# PASSAGE SHOWN:
Is Your Estate Plan Ready For 2022?
Is Your Estate Plan Ready For 2022?
At Ison Law, we like to think of estate planning as life affirming. Your plan affirms the decisions you made in your lifetime to have an estate to plan. When you create your estate plan, you are creating a bit of reality and framework within which your beneficiaries can extend your life chooses and absorb them into their own lives. For some of you, that means a multigenerational approach to planning and creating a real economic reality that could last in perpetuity. It does not matter what number you start with, grab a calculator and run that number out over two or three generations. Your estate could become an enormous resource available as a safety net for generations of your descendants. For others, you may want to grant your beneficiaries the immediate use of your estate relying on your beneficiaries to make wise choices. Whatever your desires for the future, your estate plan is the instrument to play your tune.
Things change. People, ideas, laws, and even sometimes values change with time and experience. Make certain that your estate plan reflects these changes. Whether you are a first-time visitor to Ison Law or have been with us for decades, we are always happy to meet with you, rekindle our friendship, and make certain your estate plan affirms your life. Rather than just words on page after page of print you sign at the end, at Ison Law we aim for you to experience joy knowing that your plan is thorough, complete, understandable, and most of all uniquely your own.
The Impact of Transfer on Death designations.

# DATA LINES:
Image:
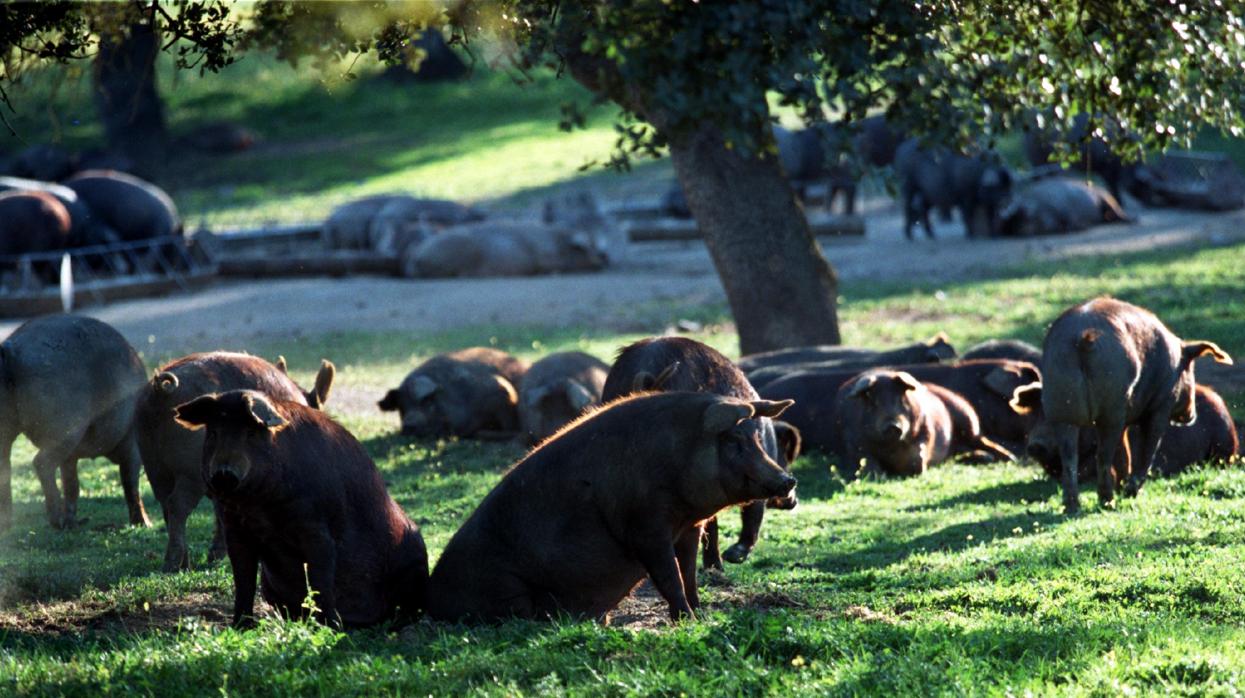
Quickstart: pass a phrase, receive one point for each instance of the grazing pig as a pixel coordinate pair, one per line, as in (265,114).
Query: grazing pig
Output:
(577,524)
(893,423)
(32,222)
(503,249)
(132,207)
(1213,436)
(936,178)
(461,393)
(1057,205)
(679,363)
(172,456)
(557,390)
(1112,365)
(931,351)
(69,386)
(1014,350)
(304,507)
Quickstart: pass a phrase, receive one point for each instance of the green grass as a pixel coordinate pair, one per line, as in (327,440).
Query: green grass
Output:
(965,581)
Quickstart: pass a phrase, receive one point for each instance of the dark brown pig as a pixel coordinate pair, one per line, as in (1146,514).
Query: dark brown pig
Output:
(893,423)
(461,393)
(931,351)
(69,385)
(304,507)
(679,363)
(172,456)
(987,386)
(1112,365)
(1213,436)
(557,390)
(631,484)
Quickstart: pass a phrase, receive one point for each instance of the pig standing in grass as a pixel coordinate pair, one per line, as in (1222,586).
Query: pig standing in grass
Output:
(679,363)
(895,424)
(69,386)
(460,395)
(172,456)
(304,507)
(575,525)
(1113,365)
(557,390)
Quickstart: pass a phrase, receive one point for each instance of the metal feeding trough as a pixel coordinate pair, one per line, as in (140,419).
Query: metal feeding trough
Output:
(31,284)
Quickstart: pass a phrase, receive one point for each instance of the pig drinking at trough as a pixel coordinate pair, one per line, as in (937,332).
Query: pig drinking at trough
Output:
(132,207)
(462,393)
(895,424)
(172,456)
(557,390)
(1111,365)
(679,363)
(303,505)
(69,386)
(577,524)
(1213,436)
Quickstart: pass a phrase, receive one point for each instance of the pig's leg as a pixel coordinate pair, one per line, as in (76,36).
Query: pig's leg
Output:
(127,459)
(685,550)
(1152,437)
(1066,438)
(656,553)
(751,514)
(244,564)
(1109,434)
(6,480)
(712,556)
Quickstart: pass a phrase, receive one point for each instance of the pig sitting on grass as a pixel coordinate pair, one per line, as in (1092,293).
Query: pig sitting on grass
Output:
(304,507)
(574,526)
(1112,365)
(172,456)
(69,385)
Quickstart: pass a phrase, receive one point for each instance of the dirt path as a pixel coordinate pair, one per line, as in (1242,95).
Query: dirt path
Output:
(232,312)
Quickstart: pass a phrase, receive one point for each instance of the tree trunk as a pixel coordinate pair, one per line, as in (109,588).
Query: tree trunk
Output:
(781,289)
(126,96)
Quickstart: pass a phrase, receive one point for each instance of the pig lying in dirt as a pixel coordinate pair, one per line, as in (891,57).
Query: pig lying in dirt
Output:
(679,363)
(1213,436)
(934,350)
(987,386)
(304,505)
(1112,365)
(1056,205)
(575,525)
(463,393)
(893,423)
(557,390)
(172,456)
(70,386)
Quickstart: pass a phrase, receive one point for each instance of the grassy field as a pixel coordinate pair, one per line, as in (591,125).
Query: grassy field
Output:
(965,581)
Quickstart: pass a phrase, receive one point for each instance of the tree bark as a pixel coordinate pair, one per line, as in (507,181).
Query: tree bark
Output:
(126,97)
(781,290)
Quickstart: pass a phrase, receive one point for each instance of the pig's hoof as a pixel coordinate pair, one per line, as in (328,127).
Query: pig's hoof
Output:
(736,554)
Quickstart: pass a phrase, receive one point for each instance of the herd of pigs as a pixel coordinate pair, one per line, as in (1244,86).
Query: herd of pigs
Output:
(629,468)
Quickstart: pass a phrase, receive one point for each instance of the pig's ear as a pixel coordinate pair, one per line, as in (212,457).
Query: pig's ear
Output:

# YOUR TASKS:
**1.** Copy the estate planning article word for word between "Things change. People, ideas, laws, and" and "on Death designations.", inclusive.
**2.** Carry on the estate planning article, starting right after its final line.
The records can be left aside.

# WRITTEN RESPONSES:
**1.**
Things change. People, ideas, laws, and even sometimes values change with time and experience. Make certain that your estate plan reflects these changes. Whether you are a first-time visitor to Ison Law or have been with us for decades, we are always happy to meet with you, rekindle our friendship, and make certain your estate plan affirms your life. Rather than just words on page after page of print you sign at the end, at Ison Law we aim for you to experience joy knowing that your plan is thorough, complete, understandable, and most of all uniquely your own.
The Impact of Transfer on Death designations.

**2.**
If you have not had the opportunity to read our article related to the statutes and cases related to Transfer on Death designations, please go here when you get ten minutes. To summarize, if you use Transfer on Death as a means to transfer vehicles or real estate, please make sure that your current insurance carrier includes the beneficiaries as additional insured parties on your property and casualty insurance. Otherwise, claims made against the owners of property (think auto accident or slip and fall) and losses to the property (think fire damage or tree falling on home) will not be covered by insurance from the moment of the owner’s death until the TOD beneficiary gets their own property and casualty insurance.
Annual Exclusions and Lifetime Transfer Tax Exemption for 2022
The gift tax annual exclusion increased to $16,000.00 per done for 2022. That means you can gift $16,000 per year to as many persons as you want during 2022 and pay no gift tax. Gifts made to a done above that amount must be reported on a Gift Tax Return due when your Income Tax Return is filed. The amount of a gift over $16,000 in 2022 will reduce your lifetime exemption amount by that amount.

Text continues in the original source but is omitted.